··· EXCERPT
For decades, scientists have known that they can make vaccines much more efficacious by adding aluminum compounds, but they never knew why. Now, a study reveals how, on a molecular level, these helpers spur the production of antibodies. The finding may help researchers develop better vaccines.
Many vaccines contain adjuvants, nonspecific agents that help jolt the immune system into action. "Alum," a term referring broadly to aluminum hydroxide and several aluminum salts, has this effect, as was accidentally discovered in the 1920s. It has been widely used in human vaccines since the 1950s, and it's still the only adjuvant allowed in the United States. "But we didn't really have a clue about how it worked," says immunologist Harm HogenEsch of Purdue University's School of Veterinary Medicine in West Lafayette, Indiana. The dominant theory held that alum particles bind the antigen--the vaccine's main ingredient--on their surfaces, presenting them more slowly to the immune system and thus ensuring a more thorough response.
But the situation is more complicated than that. Last year, HogenEsch's team and a group led by Fabio Re at the University of Tennessee Health Science Center in Memphis showed that in macrophages--white blood cells that gobble up pathogens and cellular detritus--alum triggers the production of interleukin 1β and interleukin 18, two key signaling molecules, or cytokines, known to stimulate the production of antibodies. Researchers knew that this duo is often released after the activation of so-called NOD-like receptors. "So then the race was on," says Re, to pinpoint which NOD-like receptor was involved.
······
• _DIRECTIONS_
**1)** According to the article on alum in vaccines, since when has alum been widely used in human vaccines?
**2)** Please carry the article on alum in vaccines forward, starting after its final sentence.
··· ENTRIES SUPPLIED
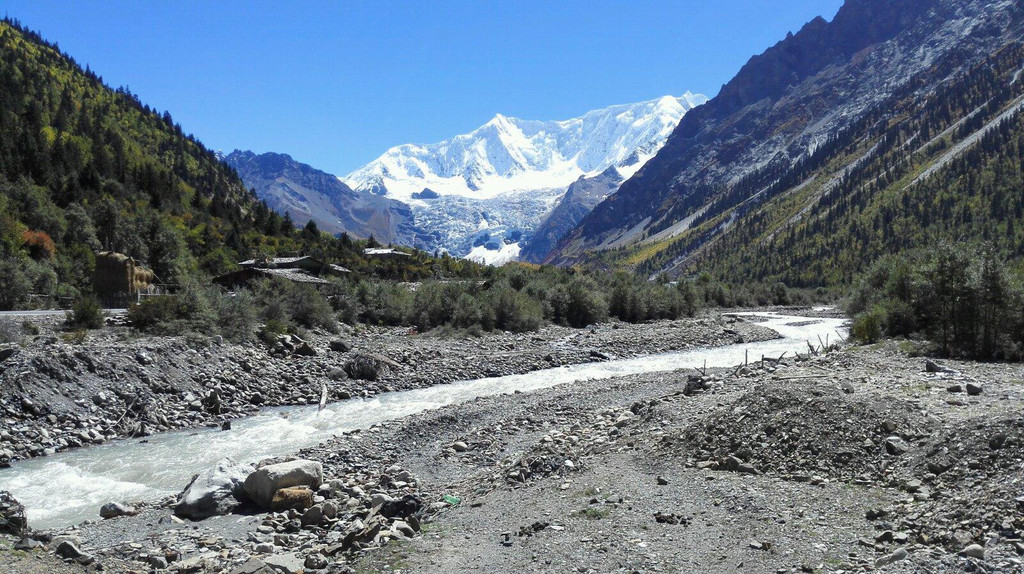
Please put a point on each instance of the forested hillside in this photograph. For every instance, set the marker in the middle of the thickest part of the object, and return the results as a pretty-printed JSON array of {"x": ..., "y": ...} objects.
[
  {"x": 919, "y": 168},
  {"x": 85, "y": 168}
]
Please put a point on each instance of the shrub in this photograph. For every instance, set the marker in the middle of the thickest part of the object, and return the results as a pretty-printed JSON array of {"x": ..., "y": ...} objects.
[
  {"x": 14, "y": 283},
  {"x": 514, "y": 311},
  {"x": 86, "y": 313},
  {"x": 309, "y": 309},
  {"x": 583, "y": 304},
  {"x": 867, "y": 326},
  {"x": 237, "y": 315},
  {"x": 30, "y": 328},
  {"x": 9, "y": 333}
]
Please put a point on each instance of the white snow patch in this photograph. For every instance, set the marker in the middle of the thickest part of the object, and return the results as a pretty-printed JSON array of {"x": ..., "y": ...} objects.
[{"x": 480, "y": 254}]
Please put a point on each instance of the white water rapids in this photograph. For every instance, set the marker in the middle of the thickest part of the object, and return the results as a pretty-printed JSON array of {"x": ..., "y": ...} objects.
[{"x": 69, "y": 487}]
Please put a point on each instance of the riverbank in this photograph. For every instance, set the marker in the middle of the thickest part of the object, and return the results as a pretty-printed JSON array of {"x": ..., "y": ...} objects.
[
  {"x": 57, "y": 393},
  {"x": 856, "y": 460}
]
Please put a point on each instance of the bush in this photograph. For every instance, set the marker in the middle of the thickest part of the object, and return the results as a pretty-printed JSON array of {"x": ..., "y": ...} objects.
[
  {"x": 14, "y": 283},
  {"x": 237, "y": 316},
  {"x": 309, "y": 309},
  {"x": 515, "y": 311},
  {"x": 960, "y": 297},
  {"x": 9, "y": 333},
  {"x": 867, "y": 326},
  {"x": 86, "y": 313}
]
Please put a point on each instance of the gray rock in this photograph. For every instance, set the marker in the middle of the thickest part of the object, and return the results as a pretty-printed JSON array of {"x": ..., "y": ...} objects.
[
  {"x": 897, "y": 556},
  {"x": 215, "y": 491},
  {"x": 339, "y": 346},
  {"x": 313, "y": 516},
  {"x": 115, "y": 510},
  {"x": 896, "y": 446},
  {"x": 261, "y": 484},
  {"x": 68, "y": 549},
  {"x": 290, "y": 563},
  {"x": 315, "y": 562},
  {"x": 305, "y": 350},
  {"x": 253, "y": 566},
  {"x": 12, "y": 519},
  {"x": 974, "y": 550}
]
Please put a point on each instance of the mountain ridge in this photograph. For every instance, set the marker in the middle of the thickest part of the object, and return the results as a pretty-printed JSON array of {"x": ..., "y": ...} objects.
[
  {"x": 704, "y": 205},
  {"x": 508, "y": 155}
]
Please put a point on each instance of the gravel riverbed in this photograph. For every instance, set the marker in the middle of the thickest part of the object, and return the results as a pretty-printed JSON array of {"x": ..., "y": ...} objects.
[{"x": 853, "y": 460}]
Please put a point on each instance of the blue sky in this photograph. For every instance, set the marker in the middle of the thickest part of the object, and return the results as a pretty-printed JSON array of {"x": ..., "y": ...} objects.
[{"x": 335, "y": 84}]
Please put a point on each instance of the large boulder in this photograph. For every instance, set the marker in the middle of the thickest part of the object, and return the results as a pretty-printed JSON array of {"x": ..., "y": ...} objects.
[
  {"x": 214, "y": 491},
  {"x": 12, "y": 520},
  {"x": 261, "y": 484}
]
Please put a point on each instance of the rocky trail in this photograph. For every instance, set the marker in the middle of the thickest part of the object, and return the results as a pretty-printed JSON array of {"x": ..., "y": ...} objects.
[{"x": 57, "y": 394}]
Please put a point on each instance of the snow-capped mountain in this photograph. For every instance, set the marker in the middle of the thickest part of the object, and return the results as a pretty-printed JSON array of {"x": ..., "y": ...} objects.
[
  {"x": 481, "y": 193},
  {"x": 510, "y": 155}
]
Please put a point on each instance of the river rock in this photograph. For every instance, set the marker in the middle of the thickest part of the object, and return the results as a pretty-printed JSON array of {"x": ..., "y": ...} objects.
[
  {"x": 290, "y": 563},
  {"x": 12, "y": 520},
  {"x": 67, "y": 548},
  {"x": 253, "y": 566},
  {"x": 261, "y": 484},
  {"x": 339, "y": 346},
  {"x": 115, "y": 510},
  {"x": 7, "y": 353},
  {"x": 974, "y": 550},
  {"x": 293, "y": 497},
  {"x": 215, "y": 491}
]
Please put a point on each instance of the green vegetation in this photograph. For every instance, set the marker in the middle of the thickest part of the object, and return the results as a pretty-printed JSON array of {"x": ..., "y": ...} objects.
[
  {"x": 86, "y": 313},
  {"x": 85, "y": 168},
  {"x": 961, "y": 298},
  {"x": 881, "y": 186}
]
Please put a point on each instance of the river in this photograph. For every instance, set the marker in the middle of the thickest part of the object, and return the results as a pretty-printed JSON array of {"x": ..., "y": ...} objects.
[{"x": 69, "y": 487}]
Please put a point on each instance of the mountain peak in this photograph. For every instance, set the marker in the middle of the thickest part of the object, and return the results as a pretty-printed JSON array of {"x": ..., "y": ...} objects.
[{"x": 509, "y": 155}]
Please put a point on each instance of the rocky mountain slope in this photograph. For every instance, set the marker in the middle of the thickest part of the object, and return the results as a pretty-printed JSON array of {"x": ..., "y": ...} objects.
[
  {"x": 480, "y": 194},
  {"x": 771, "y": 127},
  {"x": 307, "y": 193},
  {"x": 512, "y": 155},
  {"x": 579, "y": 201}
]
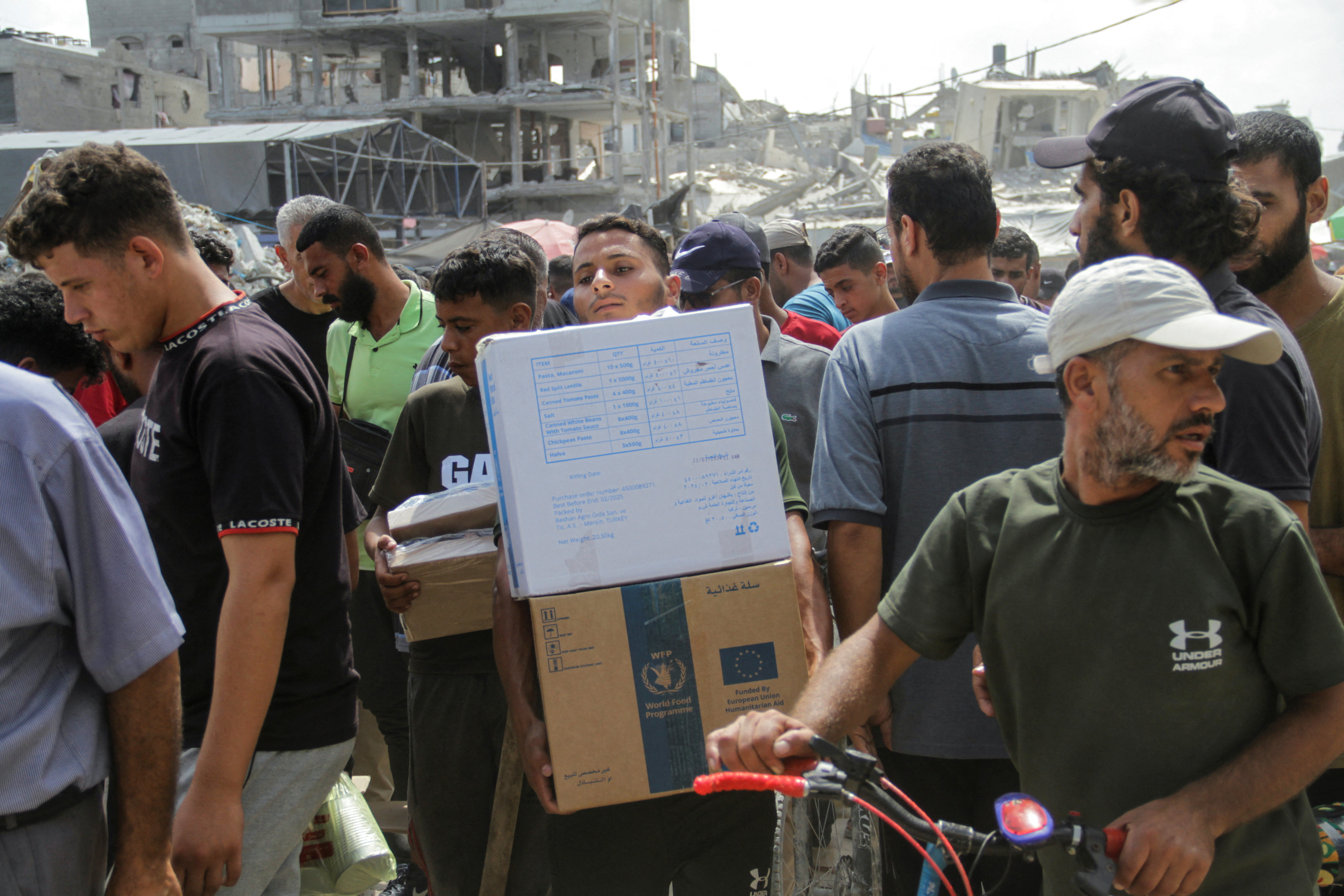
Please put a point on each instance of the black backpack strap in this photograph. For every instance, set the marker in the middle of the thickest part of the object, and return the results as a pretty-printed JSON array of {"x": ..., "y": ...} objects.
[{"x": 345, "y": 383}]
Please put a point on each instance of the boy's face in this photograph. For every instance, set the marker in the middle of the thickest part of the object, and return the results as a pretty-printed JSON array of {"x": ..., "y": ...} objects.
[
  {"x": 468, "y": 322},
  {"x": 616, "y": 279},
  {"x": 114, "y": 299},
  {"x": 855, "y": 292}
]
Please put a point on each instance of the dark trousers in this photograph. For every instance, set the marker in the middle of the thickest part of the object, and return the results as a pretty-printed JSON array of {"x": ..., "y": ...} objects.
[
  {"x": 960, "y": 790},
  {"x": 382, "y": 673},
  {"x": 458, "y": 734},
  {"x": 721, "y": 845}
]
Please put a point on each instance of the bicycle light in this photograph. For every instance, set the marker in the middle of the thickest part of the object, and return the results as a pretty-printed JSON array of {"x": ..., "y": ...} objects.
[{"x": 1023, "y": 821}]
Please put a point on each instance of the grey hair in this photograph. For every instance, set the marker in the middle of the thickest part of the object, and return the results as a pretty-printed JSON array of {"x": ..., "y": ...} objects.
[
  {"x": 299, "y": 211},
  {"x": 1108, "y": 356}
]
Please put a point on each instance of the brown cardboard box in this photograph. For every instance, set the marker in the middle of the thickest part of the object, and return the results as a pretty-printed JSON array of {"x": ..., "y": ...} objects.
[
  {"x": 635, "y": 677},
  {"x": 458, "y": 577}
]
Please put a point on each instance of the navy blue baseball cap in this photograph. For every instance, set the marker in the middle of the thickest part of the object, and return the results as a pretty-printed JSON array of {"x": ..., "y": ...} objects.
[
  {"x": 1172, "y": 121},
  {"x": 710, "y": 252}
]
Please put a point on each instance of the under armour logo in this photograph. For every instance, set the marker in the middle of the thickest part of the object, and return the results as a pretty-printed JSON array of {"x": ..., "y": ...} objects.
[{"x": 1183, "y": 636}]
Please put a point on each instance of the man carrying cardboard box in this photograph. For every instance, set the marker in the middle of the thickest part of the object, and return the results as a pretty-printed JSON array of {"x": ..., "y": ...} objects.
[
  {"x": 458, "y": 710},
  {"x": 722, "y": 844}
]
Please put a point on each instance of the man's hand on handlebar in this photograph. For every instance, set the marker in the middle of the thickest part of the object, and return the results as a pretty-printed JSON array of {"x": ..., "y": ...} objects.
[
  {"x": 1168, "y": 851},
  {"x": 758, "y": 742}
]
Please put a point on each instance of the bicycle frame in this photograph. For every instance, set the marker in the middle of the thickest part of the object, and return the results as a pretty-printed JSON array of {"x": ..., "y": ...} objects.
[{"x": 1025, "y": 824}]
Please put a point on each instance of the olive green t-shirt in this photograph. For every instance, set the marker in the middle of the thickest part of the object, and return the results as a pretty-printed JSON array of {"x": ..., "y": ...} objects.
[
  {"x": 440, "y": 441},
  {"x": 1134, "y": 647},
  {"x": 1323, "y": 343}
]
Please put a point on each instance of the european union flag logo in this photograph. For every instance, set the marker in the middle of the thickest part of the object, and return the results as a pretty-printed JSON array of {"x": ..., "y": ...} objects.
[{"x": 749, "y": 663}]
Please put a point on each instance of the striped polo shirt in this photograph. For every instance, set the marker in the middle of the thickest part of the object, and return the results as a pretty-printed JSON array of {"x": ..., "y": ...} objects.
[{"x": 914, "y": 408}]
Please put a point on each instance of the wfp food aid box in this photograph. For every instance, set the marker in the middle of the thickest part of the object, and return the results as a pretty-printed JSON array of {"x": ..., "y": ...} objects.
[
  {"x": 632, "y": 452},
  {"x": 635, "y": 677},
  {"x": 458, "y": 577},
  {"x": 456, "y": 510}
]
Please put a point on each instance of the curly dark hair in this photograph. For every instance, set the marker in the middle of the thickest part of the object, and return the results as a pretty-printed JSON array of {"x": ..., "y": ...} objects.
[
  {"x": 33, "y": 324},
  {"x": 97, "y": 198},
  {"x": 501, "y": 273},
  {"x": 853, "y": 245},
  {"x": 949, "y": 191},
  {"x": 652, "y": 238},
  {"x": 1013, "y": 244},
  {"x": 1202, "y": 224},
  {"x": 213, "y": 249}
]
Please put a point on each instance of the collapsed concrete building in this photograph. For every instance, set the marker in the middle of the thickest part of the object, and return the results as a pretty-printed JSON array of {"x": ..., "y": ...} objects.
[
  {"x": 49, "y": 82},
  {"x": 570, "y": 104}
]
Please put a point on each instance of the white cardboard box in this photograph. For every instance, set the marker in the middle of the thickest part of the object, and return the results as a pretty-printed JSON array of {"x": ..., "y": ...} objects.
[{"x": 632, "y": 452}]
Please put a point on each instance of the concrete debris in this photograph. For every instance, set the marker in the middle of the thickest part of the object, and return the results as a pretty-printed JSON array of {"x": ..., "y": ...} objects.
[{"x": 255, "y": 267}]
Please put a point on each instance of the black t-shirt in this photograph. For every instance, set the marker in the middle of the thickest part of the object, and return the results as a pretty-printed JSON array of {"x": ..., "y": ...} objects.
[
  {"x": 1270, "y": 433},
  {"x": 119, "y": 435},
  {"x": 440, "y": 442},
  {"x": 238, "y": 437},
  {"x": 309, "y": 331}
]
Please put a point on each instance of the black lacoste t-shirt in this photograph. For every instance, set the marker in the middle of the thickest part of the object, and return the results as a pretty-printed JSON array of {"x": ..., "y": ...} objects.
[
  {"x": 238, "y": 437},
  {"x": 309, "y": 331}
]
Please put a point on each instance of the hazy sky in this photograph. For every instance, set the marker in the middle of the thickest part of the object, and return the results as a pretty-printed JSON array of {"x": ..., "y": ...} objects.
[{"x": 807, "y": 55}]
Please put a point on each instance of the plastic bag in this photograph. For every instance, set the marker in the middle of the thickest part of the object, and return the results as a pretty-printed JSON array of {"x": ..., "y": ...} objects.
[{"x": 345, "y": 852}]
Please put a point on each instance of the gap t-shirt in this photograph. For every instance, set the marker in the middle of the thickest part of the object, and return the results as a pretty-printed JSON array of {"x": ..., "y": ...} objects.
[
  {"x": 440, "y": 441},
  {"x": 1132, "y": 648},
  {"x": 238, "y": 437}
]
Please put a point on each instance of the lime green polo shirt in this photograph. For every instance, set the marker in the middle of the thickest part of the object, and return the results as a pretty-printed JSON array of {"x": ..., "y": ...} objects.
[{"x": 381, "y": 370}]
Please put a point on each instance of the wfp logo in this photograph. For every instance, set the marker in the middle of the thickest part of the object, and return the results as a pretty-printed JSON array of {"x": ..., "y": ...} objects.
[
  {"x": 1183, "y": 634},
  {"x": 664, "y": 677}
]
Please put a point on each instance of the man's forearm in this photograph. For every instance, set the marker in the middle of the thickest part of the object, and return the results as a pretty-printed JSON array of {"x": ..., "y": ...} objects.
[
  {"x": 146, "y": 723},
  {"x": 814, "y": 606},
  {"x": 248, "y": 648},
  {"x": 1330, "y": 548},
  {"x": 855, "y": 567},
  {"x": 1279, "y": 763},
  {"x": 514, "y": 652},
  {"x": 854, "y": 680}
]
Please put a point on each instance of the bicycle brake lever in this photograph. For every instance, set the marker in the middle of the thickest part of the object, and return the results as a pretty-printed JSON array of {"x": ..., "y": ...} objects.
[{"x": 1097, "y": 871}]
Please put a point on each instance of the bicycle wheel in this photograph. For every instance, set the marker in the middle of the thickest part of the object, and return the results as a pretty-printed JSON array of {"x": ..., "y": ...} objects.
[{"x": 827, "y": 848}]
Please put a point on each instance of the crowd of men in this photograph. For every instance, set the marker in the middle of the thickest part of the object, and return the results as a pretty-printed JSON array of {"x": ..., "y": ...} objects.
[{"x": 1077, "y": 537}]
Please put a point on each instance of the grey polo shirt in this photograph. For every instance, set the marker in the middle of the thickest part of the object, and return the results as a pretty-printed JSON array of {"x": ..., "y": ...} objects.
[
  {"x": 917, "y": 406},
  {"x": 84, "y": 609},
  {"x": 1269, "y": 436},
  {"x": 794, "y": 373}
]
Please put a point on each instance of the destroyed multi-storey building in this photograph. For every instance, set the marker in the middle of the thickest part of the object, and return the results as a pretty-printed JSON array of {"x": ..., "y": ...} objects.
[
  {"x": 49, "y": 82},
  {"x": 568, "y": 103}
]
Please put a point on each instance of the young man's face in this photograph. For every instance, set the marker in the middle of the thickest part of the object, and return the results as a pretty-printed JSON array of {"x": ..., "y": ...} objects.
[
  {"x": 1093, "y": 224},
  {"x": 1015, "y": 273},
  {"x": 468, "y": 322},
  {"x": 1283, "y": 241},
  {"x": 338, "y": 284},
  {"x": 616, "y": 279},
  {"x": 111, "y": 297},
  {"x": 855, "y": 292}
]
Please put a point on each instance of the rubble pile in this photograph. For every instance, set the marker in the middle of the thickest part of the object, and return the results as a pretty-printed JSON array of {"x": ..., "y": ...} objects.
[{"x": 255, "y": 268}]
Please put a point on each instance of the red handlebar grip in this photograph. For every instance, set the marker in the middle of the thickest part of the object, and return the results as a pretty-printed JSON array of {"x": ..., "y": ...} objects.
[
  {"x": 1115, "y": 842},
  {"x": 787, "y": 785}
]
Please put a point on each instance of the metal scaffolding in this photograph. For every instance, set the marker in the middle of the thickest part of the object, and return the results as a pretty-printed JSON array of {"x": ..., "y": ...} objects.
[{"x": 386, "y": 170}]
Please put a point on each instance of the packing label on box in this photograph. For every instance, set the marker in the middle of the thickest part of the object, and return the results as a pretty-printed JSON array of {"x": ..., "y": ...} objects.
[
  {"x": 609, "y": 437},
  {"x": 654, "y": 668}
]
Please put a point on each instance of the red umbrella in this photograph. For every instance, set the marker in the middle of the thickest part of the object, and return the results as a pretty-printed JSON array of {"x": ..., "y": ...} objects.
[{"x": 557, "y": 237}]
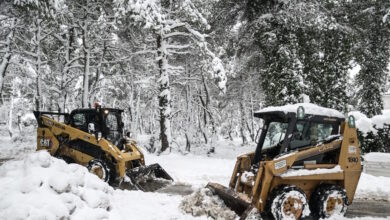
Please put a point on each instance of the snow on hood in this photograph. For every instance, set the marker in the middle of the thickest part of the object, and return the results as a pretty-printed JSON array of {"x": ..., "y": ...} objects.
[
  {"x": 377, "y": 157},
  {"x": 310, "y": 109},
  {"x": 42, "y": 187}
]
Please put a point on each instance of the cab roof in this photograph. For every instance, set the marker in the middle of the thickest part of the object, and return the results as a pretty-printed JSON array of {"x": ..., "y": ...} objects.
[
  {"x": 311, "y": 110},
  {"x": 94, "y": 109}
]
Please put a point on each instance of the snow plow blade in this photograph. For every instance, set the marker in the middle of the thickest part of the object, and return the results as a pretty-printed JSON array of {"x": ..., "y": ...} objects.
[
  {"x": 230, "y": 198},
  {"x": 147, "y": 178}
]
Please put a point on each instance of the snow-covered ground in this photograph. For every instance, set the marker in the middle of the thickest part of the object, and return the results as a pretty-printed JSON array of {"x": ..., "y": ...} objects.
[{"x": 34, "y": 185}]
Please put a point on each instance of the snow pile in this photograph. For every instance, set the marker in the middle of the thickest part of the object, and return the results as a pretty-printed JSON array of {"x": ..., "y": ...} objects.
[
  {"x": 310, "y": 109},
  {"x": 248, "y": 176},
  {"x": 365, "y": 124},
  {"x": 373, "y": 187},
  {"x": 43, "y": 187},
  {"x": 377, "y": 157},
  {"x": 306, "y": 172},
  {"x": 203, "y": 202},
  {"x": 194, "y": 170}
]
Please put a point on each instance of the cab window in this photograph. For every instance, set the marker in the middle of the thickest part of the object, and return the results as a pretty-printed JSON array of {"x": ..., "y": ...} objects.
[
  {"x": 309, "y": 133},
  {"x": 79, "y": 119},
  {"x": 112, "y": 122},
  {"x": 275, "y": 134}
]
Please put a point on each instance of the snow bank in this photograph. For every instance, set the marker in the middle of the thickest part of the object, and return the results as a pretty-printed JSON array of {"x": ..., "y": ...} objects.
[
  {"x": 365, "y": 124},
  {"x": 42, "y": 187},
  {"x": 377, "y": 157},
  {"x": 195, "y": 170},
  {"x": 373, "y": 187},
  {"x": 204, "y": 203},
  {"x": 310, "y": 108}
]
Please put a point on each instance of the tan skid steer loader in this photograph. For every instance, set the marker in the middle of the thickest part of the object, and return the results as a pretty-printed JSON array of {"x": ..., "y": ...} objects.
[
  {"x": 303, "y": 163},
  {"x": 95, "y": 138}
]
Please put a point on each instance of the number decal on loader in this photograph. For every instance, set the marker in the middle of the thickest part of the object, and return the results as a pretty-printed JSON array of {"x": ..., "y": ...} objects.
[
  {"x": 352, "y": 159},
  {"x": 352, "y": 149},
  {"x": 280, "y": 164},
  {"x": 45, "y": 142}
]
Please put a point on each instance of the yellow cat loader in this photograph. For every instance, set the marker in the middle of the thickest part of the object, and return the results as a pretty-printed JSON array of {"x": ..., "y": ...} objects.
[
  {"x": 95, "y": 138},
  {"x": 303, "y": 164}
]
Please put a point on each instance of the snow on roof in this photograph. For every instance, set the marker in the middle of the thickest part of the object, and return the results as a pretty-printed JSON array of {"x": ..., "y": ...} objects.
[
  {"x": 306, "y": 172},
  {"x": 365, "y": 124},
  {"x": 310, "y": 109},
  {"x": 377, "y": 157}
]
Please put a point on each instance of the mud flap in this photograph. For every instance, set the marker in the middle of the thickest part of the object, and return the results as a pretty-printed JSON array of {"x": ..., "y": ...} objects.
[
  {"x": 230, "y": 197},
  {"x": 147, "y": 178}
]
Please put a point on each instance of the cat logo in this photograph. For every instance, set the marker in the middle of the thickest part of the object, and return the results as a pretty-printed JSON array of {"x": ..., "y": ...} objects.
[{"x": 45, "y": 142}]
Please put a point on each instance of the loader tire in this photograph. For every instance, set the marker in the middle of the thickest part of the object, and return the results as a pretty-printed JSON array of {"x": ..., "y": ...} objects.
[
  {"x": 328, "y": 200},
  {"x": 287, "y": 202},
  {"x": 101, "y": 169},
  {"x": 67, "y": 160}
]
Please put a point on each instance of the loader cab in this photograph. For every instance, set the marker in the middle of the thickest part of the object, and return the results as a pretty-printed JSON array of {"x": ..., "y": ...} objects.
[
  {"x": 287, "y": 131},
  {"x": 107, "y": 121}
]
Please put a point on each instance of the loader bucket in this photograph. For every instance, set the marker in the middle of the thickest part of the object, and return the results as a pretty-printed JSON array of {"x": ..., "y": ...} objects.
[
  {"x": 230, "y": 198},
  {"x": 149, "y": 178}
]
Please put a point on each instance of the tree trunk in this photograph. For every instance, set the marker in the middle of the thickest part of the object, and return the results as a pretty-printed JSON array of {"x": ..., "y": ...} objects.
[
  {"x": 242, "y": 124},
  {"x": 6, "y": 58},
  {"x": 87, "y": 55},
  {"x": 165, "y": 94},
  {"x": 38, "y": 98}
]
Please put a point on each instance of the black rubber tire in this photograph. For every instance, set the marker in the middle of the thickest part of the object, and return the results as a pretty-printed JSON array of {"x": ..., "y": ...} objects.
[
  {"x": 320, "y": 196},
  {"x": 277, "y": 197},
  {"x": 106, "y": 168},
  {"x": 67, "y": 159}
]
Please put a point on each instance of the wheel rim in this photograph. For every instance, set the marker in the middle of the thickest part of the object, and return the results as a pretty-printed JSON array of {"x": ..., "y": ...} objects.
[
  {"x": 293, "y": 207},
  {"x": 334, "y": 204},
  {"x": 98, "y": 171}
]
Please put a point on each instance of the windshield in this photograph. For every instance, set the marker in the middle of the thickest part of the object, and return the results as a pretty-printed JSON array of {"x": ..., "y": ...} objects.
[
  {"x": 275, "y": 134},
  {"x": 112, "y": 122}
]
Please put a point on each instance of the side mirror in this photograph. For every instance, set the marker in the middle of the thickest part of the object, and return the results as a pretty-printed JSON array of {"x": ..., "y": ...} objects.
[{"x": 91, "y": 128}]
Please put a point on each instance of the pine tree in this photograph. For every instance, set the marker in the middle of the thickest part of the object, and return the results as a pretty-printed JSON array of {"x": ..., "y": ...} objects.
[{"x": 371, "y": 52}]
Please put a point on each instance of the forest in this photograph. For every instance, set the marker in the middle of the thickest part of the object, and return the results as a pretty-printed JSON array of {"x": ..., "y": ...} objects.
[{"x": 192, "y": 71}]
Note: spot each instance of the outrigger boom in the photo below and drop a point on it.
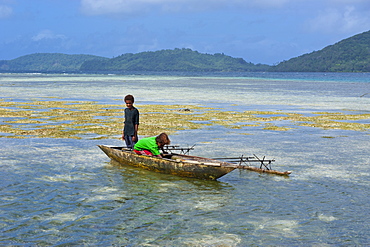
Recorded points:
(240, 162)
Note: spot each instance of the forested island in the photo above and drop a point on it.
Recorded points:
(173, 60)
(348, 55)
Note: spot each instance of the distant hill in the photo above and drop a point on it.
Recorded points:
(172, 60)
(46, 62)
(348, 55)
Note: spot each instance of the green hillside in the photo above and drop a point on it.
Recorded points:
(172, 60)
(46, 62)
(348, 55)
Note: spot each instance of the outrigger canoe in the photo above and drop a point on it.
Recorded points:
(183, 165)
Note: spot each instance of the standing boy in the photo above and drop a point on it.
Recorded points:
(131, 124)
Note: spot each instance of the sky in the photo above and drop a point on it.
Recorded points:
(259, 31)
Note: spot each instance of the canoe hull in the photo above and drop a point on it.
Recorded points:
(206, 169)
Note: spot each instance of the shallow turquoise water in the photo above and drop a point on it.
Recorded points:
······
• _SET OF ANSWERS_
**1)** Since the 1950s.

**2)**
That race was won by a team led by Richard Flavell of Yale University. In this week's issue of Nature, Flavell's group reports that aluminum adjuvants trigger a NOD-like receptor called the Nalp3 inflammasome--an intracellular protein structure that plays a key role in immune activation. When the group injected mice lacking Nalp3 with an alum-boosted vaccine, they produced almost no antibodies; but a vaccine with another adjuvant called Freund's resulted in the usual, vigorous immune response. Re says he will publish the same result in a paper accepted by the Journal of Immunology, which also shows that two other adjuvants--QuilA and chitosan--work in the same way.
The Nalp3 inflammasome is known to be activated by compounds of microbial origin and also by molecules that appear when cells die, such as uric acid. So researchers think that Nalp3 is like a "danger sensor," says Yale immunologist Stephanie Eisenbarth, the first author on the Nature paper. Alum-containing vaccines may simply "hijack" that response.
Knowing how alum works its magic may help researchers design more specific adjuvants that are more effective or have fewer side effects, HogenEsch says. Alum, for instance, is known to kill muscle cells when injected into muscles, as many vaccines are.